## WHAT TO WORK ON
What follows is a listing; give it again exactly, in its entirety.

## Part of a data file
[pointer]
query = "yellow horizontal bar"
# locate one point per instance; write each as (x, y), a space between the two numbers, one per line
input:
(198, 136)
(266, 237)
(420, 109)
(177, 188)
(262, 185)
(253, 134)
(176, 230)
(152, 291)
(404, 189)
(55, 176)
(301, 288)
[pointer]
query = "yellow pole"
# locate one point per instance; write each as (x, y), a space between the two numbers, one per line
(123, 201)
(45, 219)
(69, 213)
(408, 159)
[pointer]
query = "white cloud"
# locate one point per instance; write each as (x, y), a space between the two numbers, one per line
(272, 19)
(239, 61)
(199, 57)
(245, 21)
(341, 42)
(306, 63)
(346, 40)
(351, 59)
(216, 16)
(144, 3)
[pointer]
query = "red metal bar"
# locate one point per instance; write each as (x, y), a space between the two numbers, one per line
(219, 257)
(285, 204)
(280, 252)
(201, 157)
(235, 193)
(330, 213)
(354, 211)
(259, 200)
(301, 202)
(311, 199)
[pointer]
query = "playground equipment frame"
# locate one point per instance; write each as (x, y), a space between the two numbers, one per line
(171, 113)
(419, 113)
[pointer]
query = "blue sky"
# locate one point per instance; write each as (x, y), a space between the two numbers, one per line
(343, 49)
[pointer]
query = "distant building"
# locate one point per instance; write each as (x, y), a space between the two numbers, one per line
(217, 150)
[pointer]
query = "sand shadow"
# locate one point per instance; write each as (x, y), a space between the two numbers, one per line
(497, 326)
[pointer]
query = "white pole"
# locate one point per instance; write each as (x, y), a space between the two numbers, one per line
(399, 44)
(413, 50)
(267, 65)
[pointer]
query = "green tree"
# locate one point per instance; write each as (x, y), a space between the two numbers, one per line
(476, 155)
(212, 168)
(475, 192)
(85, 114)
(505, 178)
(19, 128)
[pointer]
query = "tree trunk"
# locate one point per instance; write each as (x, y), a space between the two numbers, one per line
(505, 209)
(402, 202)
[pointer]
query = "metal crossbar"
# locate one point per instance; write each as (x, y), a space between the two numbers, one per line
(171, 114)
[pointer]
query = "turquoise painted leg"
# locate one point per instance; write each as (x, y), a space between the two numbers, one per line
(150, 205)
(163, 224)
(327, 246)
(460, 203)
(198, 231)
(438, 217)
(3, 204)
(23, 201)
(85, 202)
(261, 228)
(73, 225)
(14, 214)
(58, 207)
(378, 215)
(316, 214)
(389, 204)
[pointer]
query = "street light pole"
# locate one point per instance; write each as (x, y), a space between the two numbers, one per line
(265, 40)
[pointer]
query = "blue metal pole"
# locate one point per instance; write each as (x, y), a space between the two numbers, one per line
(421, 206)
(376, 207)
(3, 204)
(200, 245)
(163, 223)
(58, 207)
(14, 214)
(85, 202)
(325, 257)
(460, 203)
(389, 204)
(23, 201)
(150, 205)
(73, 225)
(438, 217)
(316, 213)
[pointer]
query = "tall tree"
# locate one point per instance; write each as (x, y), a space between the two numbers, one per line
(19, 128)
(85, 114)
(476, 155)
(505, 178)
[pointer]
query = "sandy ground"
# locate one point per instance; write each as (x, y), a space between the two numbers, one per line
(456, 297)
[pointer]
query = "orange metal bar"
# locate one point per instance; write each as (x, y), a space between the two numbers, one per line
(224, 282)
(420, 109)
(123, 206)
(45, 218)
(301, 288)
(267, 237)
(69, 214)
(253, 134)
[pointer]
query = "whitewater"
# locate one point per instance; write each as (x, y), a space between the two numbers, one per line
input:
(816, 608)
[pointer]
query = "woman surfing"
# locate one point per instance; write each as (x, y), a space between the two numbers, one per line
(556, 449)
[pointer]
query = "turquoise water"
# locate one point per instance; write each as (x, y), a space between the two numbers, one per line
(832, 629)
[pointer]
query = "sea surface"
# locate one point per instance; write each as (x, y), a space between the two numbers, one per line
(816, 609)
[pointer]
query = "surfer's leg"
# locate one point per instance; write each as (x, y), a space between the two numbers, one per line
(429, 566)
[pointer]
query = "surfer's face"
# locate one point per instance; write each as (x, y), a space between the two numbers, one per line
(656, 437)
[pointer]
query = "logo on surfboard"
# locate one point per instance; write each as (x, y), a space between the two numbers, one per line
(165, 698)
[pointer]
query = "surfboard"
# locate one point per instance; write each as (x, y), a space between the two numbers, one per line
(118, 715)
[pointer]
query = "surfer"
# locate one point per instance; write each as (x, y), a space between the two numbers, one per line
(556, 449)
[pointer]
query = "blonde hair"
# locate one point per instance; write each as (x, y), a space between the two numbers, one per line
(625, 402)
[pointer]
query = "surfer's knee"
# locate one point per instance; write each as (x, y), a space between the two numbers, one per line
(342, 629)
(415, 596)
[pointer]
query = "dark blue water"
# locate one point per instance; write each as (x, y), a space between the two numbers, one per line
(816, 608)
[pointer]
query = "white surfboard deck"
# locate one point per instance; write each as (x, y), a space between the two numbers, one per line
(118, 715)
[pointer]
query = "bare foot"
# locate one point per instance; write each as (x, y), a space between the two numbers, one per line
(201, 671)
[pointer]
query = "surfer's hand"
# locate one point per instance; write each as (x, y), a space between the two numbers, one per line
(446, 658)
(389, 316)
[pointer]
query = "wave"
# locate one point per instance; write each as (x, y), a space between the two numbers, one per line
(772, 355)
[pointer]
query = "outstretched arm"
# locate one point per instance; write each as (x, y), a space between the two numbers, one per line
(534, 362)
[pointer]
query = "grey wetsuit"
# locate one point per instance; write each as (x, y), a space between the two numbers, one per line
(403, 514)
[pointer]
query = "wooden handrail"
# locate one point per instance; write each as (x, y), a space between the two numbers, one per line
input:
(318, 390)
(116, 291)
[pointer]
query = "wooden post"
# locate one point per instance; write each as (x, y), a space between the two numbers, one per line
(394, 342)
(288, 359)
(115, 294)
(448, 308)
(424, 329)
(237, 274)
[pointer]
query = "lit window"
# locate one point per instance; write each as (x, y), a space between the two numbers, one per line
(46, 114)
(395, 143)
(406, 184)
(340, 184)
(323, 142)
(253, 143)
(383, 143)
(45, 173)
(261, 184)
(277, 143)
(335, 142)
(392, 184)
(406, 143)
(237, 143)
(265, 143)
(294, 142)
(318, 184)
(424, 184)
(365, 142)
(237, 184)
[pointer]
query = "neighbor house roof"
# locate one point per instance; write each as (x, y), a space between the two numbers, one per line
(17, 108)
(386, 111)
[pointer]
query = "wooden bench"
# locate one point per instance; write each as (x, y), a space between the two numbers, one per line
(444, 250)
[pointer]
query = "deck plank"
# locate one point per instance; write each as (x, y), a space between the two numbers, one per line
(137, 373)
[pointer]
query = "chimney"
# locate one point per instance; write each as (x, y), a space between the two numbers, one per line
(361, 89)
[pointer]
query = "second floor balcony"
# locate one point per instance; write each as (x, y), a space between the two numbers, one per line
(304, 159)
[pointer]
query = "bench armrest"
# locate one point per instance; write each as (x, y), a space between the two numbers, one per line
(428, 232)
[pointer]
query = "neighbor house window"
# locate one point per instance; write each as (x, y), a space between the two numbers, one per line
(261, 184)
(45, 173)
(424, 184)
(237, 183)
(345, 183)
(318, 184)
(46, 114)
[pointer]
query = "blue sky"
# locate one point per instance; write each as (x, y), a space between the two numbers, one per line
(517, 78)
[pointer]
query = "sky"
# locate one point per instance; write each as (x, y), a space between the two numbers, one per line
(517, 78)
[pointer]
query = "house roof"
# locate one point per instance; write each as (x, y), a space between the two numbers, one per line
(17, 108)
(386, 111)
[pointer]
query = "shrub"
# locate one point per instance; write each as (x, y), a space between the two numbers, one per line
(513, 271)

## EXERCISE ANSWER
[pointer]
query = "yellow horizontal bar"
# locate one point per instance; write each as (x, y), a space between the two numbers, one per line
input:
(198, 136)
(266, 237)
(420, 109)
(177, 188)
(262, 185)
(253, 134)
(176, 230)
(152, 291)
(404, 189)
(55, 176)
(301, 288)
[pointer]
query = "yellow pole"
# locate one point per instance; write each as (x, y), a space between the two numbers, one per line
(123, 201)
(45, 219)
(69, 213)
(408, 159)
[pointer]
query = "white cloud"
# locate one point per instance; write each as (x, y), a space between the two numbers, one per line
(272, 19)
(239, 61)
(199, 57)
(245, 21)
(341, 42)
(306, 63)
(346, 40)
(351, 59)
(216, 16)
(144, 3)
[pointer]
query = "red metal bar"
# locate one point per instance; write each as (x, y), a space between the two numbers, one per line
(219, 257)
(285, 204)
(280, 252)
(201, 157)
(235, 193)
(330, 213)
(354, 211)
(259, 200)
(301, 202)
(311, 199)
[pointer]
query = "playground equipment frame"
# locate one point per instance; write each as (x, y), a space between the two numbers, one per line
(171, 113)
(419, 113)
[pointer]
query = "blue sky"
# locate one point per instance; write each as (x, y), a space between the two numbers, one per line
(343, 49)
[pointer]
query = "distant building"
# locate one point per instance; write each as (x, y), a space between the two numbers, one per line
(217, 150)
[pointer]
query = "sand shadow"
# locate one point per instance; write each as (x, y), a space between the two numbers, one per line
(497, 326)
[pointer]
query = "white pole"
# locate one point per instance; write each as (x, y), a space between the two numbers, one per line
(399, 44)
(413, 50)
(267, 65)
[pointer]
query = "green tree"
# locate one point per instance; write each as (x, y), a space between the two numbers, one per line
(476, 155)
(212, 168)
(475, 192)
(85, 114)
(505, 178)
(19, 128)
[pointer]
query = "tree trunk"
# locate one point per instance; write each as (x, y), a space between the two numbers, one per line
(505, 209)
(402, 202)
[pointer]
query = "metal crossbar"
# locate one point per instance; write each as (x, y), a space between the two numbers, one per line
(171, 114)
[pointer]
query = "turquoise painted leg"
# locate one point per instance; write each as (x, y), a space between the two numbers, one per line
(150, 205)
(163, 224)
(327, 246)
(460, 203)
(198, 231)
(438, 217)
(3, 204)
(23, 201)
(85, 202)
(261, 228)
(73, 225)
(14, 214)
(58, 207)
(378, 215)
(316, 214)
(389, 204)
[pointer]
query = "street light pole"
# locate one point per instance; write each as (x, y), a space between the two numbers, one per line
(265, 40)
[pointer]
query = "blue metal pole"
# locate one point per instance; write each as (x, y), a space between the two numbers, one per line
(421, 206)
(376, 207)
(3, 204)
(200, 245)
(163, 223)
(58, 207)
(14, 214)
(85, 202)
(325, 257)
(460, 203)
(389, 204)
(23, 201)
(150, 205)
(73, 225)
(438, 217)
(316, 213)
[pointer]
query = "tall tree"
# locate one point per instance; write each as (x, y), a space between the two numbers, one per line
(19, 128)
(85, 114)
(476, 155)
(505, 178)
[pointer]
query = "sandy ground"
# locate one point per instance; write each as (x, y), a space between the two numbers, one per line
(456, 297)
[pointer]
query = "orange metal bar"
# locate one point per instance; write each as (x, y), a space between the two numbers, one per line
(224, 282)
(420, 109)
(123, 206)
(45, 218)
(301, 288)
(267, 237)
(69, 214)
(253, 134)
[pointer]
query = "whitewater"
# locate one point per instance; write each as (x, y), a space between the two numbers, one per line
input:
(816, 608)
[pointer]
query = "woman surfing"
# locate one point per instance; write each as (x, y), a space between the two numbers, one per line
(556, 449)
[pointer]
query = "turquoise water"
# locate one point per instance; write each as (x, y), a space between the two numbers, one per line
(832, 629)
[pointer]
query = "sea surface"
# locate one point per instance; write each as (x, y), a space between the two numbers, one per line
(816, 609)
[pointer]
query = "surfer's leg"
# locate one point per instance; write each as (x, y), a space between the two numbers, one per line
(429, 566)
[pointer]
query = "surfer's face"
# locate one point per instance; write each as (x, y), a space between the two numbers, one per line
(656, 437)
[pointer]
query = "logo on surfboard"
# locate one point per instance; write each as (x, y), a space between the two numbers, one per line
(165, 698)
[pointer]
query = "surfboard"
# locate one point per instance; write each as (x, y), a space between the two numbers, one per line
(118, 715)
[pointer]
query = "surfer"
# locate one point per instance; write each as (x, y), a space between the two numbers, one per line
(556, 449)
[pointer]
query = "blonde hair"
# locate one point per instance; write each as (x, y), a space between the two numbers, one per line
(625, 402)
[pointer]
query = "surfer's knee"
# locate one point per instance; write each as (x, y), a space between the two numbers, one per line
(342, 629)
(415, 596)
[pointer]
query = "dark blue water"
# locate one point per instance; write each as (x, y), a space between the two numbers, one per line
(816, 608)
[pointer]
query = "white surfboard deck"
# locate one point per instance; write each as (x, y), a space between the two numbers, one per line
(118, 715)
[pointer]
query = "bare foot"
# locate one point per instance; write each as (x, y), a space between the two numbers, one per line
(201, 671)
[pointer]
query = "surfer's hand"
# locate one point per instance; write each as (x, y), a space between the two numbers, one per line
(446, 658)
(389, 316)
[pointer]
query = "wave"
# locate one point per instance; write each as (x, y), a space between the two numbers, one per line
(772, 355)
[pointer]
query = "outstretched arm"
# locate one point per instance; write each as (x, y), a space between the two numbers, one per line
(534, 362)
[pointer]
query = "grey wetsuit"
# locate one point per instance; write each as (x, y), a space between the two numbers, one per line
(403, 514)
[pointer]
query = "wooden handrail"
# locate one point per instance; write each as (x, y), a space between the two numbers, one per line
input:
(318, 390)
(116, 291)
[pointer]
query = "wooden post"
# locate one point per instance; write each as (x, y), a space between the two numbers, one per line
(394, 342)
(288, 359)
(115, 294)
(448, 308)
(424, 329)
(237, 274)
[pointer]
query = "lit window"
# locate one point per instance; write each as (x, y), a space between the two numbers, one per line
(46, 114)
(395, 143)
(406, 184)
(340, 184)
(323, 142)
(253, 143)
(383, 143)
(45, 173)
(261, 184)
(277, 143)
(335, 142)
(392, 184)
(406, 143)
(237, 143)
(265, 143)
(294, 142)
(318, 184)
(424, 184)
(365, 142)
(237, 184)
[pointer]
query = "neighbor house roof"
# locate one point per instance; write each as (x, y), a space between the two numbers, one per line
(17, 108)
(386, 111)
[pointer]
query = "wooden bench"
# locate one point per instance; write each as (x, y), a space between the two numbers, one per line
(444, 250)
[pointer]
query = "deck plank"
# locate one point per instance; write each as (x, y), a space between the two numbers, one per line
(137, 373)
[pointer]
query = "chimney"
# locate one point per instance; write each as (x, y), a space between the two numbers, one per line
(361, 89)
[pointer]
query = "second floor balcony"
# locate one point per instance; write each as (x, y), a space between the two numbers, one per line
(304, 159)
[pointer]
query = "bench armrest"
# locate one point per instance; write each as (x, y), a space between the two numbers, one per line
(428, 232)
[pointer]
query = "neighbor house window"
# locate one point per instance; write each as (x, y), a space between the two numbers, one per line
(261, 184)
(45, 173)
(424, 184)
(237, 183)
(345, 183)
(318, 184)
(46, 114)
[pointer]
query = "blue sky"
# locate one point per instance; write each as (x, y), a space between the two numbers, one per line
(517, 78)
[pointer]
query = "sky"
# locate one point per instance; write each as (x, y), a space between the two numbers, one per line
(517, 78)
[pointer]
query = "house roof"
# locate one point per instance; write each as (x, y), a space between the two numbers, one per line
(17, 108)
(386, 111)
[pointer]
query = "shrub"
# locate one point per instance; write each as (x, y), a space between the two numbers, one per line
(513, 271)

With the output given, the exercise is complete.